┌─ Source extract

Cortisone Injections: Benefits, Limits and Common Misunderstandings

Cortisone Injections: Benefits, Limits and Common Misunderstandings

Cortisone injections are commonly used for musculoskeletal pain. They can be very helpful in the right setting, but they are often misunderstood.

Cortisone is a corticosteroid medication. Its main role is to reduce inflammation. That can make it useful for conditions where inflammation is a major driver of pain, such as some bursitis, arthritis flares, synovitis or irritated joint capsules.

What cortisone can do

The biggest advantage is that cortisone can work relatively quickly. Some people notice improvement within days. This can help settle a flare, improve sleep, or create a window to restart rehabilitation.

That does not mean it repairs a tendon, rebuilds cartilage or permanently fixes the underlying driver. It is a symptom-modifying treatment.

└─
┌─ Data excerpts

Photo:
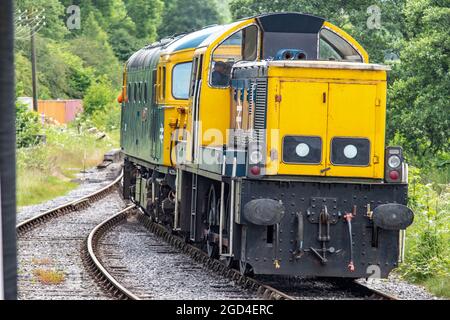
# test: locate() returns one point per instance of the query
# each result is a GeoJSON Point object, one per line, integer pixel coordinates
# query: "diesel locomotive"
{"type": "Point", "coordinates": [263, 142]}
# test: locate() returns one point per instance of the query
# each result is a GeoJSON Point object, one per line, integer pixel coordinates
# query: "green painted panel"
{"type": "Point", "coordinates": [142, 119]}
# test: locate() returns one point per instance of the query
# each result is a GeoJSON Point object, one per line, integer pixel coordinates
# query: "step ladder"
{"type": "Point", "coordinates": [194, 207]}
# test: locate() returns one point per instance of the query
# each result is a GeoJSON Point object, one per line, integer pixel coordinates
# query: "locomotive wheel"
{"type": "Point", "coordinates": [245, 269]}
{"type": "Point", "coordinates": [211, 247]}
{"type": "Point", "coordinates": [230, 262]}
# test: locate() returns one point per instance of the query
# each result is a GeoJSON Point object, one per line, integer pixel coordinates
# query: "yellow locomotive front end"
{"type": "Point", "coordinates": [274, 155]}
{"type": "Point", "coordinates": [321, 118]}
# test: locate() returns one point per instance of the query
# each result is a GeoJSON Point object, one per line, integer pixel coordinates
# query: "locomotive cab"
{"type": "Point", "coordinates": [264, 142]}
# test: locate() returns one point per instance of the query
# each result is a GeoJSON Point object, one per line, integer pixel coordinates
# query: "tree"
{"type": "Point", "coordinates": [419, 97]}
{"type": "Point", "coordinates": [94, 48]}
{"type": "Point", "coordinates": [181, 16]}
{"type": "Point", "coordinates": [146, 15]}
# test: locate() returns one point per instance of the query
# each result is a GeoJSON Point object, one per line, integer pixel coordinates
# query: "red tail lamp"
{"type": "Point", "coordinates": [394, 175]}
{"type": "Point", "coordinates": [255, 170]}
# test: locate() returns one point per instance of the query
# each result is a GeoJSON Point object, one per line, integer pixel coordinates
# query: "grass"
{"type": "Point", "coordinates": [427, 258]}
{"type": "Point", "coordinates": [439, 286]}
{"type": "Point", "coordinates": [47, 171]}
{"type": "Point", "coordinates": [49, 277]}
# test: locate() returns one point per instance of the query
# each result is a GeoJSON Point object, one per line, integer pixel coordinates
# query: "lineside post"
{"type": "Point", "coordinates": [8, 259]}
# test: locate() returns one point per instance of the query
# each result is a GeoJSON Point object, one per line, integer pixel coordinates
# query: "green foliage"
{"type": "Point", "coordinates": [419, 98]}
{"type": "Point", "coordinates": [178, 16]}
{"type": "Point", "coordinates": [54, 16]}
{"type": "Point", "coordinates": [53, 165]}
{"type": "Point", "coordinates": [94, 48]}
{"type": "Point", "coordinates": [146, 15]}
{"type": "Point", "coordinates": [98, 97]}
{"type": "Point", "coordinates": [27, 127]}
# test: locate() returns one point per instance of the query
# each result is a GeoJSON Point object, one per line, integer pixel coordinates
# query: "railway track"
{"type": "Point", "coordinates": [263, 290]}
{"type": "Point", "coordinates": [111, 285]}
{"type": "Point", "coordinates": [69, 207]}
{"type": "Point", "coordinates": [49, 247]}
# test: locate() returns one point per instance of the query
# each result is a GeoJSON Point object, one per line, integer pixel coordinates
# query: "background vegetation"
{"type": "Point", "coordinates": [412, 36]}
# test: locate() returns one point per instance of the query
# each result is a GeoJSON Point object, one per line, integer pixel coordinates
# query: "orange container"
{"type": "Point", "coordinates": [62, 111]}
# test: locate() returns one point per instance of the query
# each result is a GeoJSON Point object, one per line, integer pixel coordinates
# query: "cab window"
{"type": "Point", "coordinates": [181, 76]}
{"type": "Point", "coordinates": [242, 45]}
{"type": "Point", "coordinates": [334, 47]}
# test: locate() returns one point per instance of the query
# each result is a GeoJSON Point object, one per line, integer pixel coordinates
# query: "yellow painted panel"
{"type": "Point", "coordinates": [351, 113]}
{"type": "Point", "coordinates": [349, 39]}
{"type": "Point", "coordinates": [336, 75]}
{"type": "Point", "coordinates": [303, 112]}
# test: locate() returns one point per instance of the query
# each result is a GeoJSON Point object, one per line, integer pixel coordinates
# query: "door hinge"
{"type": "Point", "coordinates": [376, 159]}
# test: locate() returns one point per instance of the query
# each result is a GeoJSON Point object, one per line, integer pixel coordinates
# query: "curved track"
{"type": "Point", "coordinates": [69, 207]}
{"type": "Point", "coordinates": [107, 281]}
{"type": "Point", "coordinates": [264, 290]}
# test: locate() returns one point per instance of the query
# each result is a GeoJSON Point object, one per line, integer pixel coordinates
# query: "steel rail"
{"type": "Point", "coordinates": [245, 282]}
{"type": "Point", "coordinates": [69, 207]}
{"type": "Point", "coordinates": [377, 293]}
{"type": "Point", "coordinates": [105, 279]}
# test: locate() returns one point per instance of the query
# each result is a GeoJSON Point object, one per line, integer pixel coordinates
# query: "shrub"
{"type": "Point", "coordinates": [427, 252]}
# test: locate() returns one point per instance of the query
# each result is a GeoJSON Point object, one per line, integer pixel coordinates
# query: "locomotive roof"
{"type": "Point", "coordinates": [290, 22]}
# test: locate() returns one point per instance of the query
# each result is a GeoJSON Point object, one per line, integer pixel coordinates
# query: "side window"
{"type": "Point", "coordinates": [129, 93]}
{"type": "Point", "coordinates": [242, 45]}
{"type": "Point", "coordinates": [181, 76]}
{"type": "Point", "coordinates": [334, 47]}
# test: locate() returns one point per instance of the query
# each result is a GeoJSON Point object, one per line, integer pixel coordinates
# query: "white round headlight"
{"type": "Point", "coordinates": [256, 157]}
{"type": "Point", "coordinates": [394, 162]}
{"type": "Point", "coordinates": [350, 151]}
{"type": "Point", "coordinates": [302, 150]}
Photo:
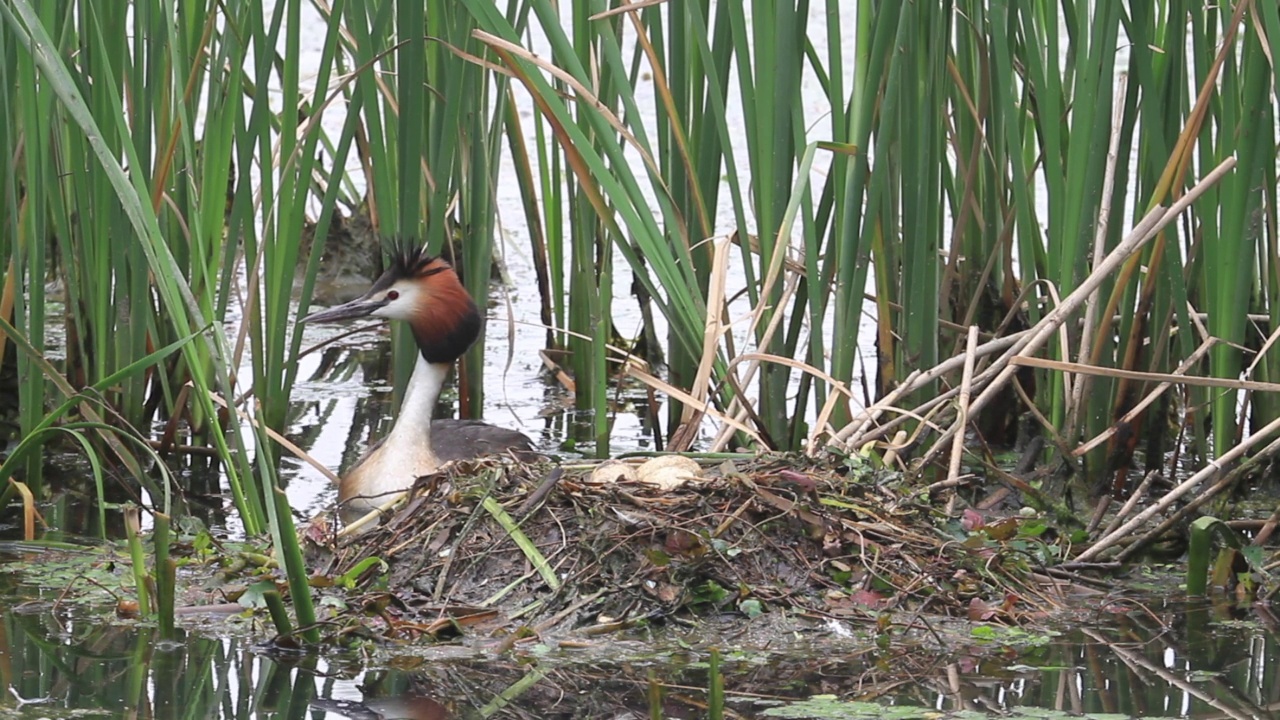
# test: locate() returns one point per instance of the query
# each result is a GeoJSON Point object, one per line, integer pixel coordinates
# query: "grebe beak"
{"type": "Point", "coordinates": [357, 308]}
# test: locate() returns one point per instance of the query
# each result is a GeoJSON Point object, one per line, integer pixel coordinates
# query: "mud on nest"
{"type": "Point", "coordinates": [579, 551]}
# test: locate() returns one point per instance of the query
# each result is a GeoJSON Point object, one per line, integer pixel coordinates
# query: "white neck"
{"type": "Point", "coordinates": [412, 429]}
{"type": "Point", "coordinates": [406, 454]}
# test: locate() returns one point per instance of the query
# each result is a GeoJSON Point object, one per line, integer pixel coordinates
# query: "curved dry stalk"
{"type": "Point", "coordinates": [1148, 227]}
{"type": "Point", "coordinates": [1194, 358]}
{"type": "Point", "coordinates": [1211, 469]}
{"type": "Point", "coordinates": [963, 406]}
{"type": "Point", "coordinates": [1100, 238]}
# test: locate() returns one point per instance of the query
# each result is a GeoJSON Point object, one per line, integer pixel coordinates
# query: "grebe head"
{"type": "Point", "coordinates": [425, 292]}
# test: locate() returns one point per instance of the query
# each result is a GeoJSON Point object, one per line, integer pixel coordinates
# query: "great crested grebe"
{"type": "Point", "coordinates": [426, 294]}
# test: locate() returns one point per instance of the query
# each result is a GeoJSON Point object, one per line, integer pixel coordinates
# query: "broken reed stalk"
{"type": "Point", "coordinates": [1100, 237]}
{"type": "Point", "coordinates": [1211, 469]}
{"type": "Point", "coordinates": [1150, 397]}
{"type": "Point", "coordinates": [1034, 338]}
{"type": "Point", "coordinates": [1208, 493]}
{"type": "Point", "coordinates": [691, 418]}
{"type": "Point", "coordinates": [858, 428]}
{"type": "Point", "coordinates": [1128, 506]}
{"type": "Point", "coordinates": [963, 406]}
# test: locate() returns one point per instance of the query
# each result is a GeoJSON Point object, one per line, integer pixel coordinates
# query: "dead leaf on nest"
{"type": "Point", "coordinates": [612, 472]}
{"type": "Point", "coordinates": [668, 472]}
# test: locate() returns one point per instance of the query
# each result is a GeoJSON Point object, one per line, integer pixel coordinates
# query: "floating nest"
{"type": "Point", "coordinates": [583, 550]}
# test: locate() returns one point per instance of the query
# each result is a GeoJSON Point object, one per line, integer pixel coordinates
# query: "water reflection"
{"type": "Point", "coordinates": [1220, 661]}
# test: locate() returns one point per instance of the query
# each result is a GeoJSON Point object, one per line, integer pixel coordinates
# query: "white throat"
{"type": "Point", "coordinates": [411, 433]}
{"type": "Point", "coordinates": [406, 454]}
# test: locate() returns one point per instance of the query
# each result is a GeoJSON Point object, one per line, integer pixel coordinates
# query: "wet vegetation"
{"type": "Point", "coordinates": [954, 309]}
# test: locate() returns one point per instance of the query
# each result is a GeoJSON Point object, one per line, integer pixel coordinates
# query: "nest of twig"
{"type": "Point", "coordinates": [580, 551]}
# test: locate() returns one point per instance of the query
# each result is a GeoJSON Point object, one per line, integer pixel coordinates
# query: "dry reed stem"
{"type": "Point", "coordinates": [1148, 227]}
{"type": "Point", "coordinates": [1132, 502]}
{"type": "Point", "coordinates": [856, 428]}
{"type": "Point", "coordinates": [1100, 238]}
{"type": "Point", "coordinates": [689, 419]}
{"type": "Point", "coordinates": [1212, 468]}
{"type": "Point", "coordinates": [963, 406]}
{"type": "Point", "coordinates": [737, 406]}
{"type": "Point", "coordinates": [1148, 399]}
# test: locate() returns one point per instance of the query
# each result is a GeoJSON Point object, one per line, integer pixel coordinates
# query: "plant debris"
{"type": "Point", "coordinates": [521, 551]}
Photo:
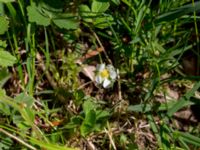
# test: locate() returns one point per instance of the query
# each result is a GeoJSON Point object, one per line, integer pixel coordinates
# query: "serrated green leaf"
{"type": "Point", "coordinates": [4, 24]}
{"type": "Point", "coordinates": [6, 59]}
{"type": "Point", "coordinates": [36, 15]}
{"type": "Point", "coordinates": [100, 7]}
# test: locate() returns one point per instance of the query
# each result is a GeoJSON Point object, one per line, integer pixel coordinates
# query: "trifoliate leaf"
{"type": "Point", "coordinates": [3, 24]}
{"type": "Point", "coordinates": [6, 59]}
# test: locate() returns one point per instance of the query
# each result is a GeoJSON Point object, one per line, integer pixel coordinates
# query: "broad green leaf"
{"type": "Point", "coordinates": [183, 100]}
{"type": "Point", "coordinates": [37, 16]}
{"type": "Point", "coordinates": [178, 12]}
{"type": "Point", "coordinates": [86, 13]}
{"type": "Point", "coordinates": [102, 114]}
{"type": "Point", "coordinates": [117, 2]}
{"type": "Point", "coordinates": [3, 44]}
{"type": "Point", "coordinates": [99, 7]}
{"type": "Point", "coordinates": [103, 22]}
{"type": "Point", "coordinates": [66, 23]}
{"type": "Point", "coordinates": [49, 146]}
{"type": "Point", "coordinates": [88, 105]}
{"type": "Point", "coordinates": [159, 107]}
{"type": "Point", "coordinates": [4, 24]}
{"type": "Point", "coordinates": [4, 76]}
{"type": "Point", "coordinates": [4, 109]}
{"type": "Point", "coordinates": [6, 59]}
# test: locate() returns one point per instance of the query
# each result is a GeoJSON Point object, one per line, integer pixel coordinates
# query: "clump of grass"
{"type": "Point", "coordinates": [49, 98]}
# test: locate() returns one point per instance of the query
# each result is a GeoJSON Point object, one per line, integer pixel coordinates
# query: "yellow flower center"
{"type": "Point", "coordinates": [104, 73]}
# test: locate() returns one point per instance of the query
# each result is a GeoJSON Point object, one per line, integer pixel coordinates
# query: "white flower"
{"type": "Point", "coordinates": [106, 75]}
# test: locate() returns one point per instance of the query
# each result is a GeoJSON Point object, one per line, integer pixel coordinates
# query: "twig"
{"type": "Point", "coordinates": [101, 45]}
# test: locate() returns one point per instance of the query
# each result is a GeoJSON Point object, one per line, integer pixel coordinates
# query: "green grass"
{"type": "Point", "coordinates": [49, 98]}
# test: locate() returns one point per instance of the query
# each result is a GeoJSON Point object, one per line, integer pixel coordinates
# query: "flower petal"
{"type": "Point", "coordinates": [107, 83]}
{"type": "Point", "coordinates": [98, 79]}
{"type": "Point", "coordinates": [100, 67]}
{"type": "Point", "coordinates": [113, 73]}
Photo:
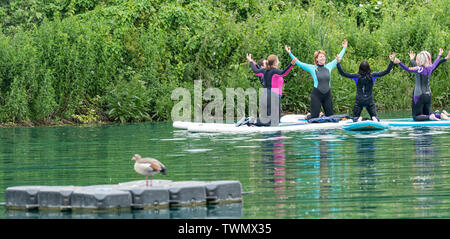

└─

> **Work instruction**
Update the passage on cortisone injections by writing out the part between "What cortisone can" and "to restart rehabilitation.", inclusive, with "rehabilitation" changed to "physical therapy".

> **Answer box**
What cortisone can do

The biggest advantage is that cortisone can work relatively quickly. Some people notice improvement within days. This can help settle a flare, improve sleep, or create a window to restart physical therapy.